(Items from a data source)
------

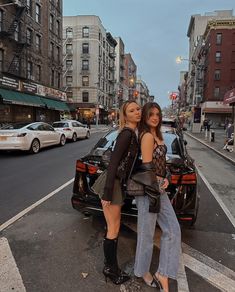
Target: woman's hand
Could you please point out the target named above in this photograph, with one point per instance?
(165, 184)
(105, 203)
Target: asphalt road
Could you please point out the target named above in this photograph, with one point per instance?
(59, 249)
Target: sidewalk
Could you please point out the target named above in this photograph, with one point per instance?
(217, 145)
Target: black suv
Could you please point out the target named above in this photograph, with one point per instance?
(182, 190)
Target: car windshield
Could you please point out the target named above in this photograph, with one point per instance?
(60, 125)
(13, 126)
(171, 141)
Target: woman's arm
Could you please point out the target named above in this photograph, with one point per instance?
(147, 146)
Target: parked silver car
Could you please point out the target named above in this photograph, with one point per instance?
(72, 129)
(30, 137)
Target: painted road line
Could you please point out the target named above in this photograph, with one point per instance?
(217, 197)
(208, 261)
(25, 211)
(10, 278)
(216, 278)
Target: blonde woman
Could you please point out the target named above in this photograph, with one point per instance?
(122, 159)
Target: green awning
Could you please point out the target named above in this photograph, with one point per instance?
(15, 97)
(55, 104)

------

What is being asked:
Please reproduce every line of the listing above exactly, leaving out the pictures.

Exercise solution:
Target: woman's hand
Could you please point out the target named above in this photograph, with one point per instance?
(165, 184)
(105, 203)
Target: asphalt road
Could you please point out the target named above in this photograph, with one point per instance?
(59, 249)
Target: sidewalk
Could you please point out the target named above in this photograph, with one point per instance?
(217, 145)
Target: black suv
Could you please point out the target named above in this photograph, with one point per instance?
(182, 190)
Target: car windshield
Could you please point out the target named above in this photograph, with one point per instance?
(60, 125)
(13, 126)
(171, 141)
Target: woman's arm
Could you please point out the target named above in this photograph, with one point per instance?
(147, 146)
Target: parked silver car
Could you please point out the target named above in this photograph, with one point per instance?
(72, 129)
(30, 137)
Target: painted road line
Could you please point out the target named above in this photograph, with one point per instance?
(217, 197)
(208, 261)
(25, 211)
(10, 278)
(216, 278)
Target: blonde woman
Could you please point out the target named above in this photograph, with one point per instance?
(122, 159)
Target: green awning
Could you please point out the target named above in this photograph, with one point per instance?
(15, 97)
(55, 104)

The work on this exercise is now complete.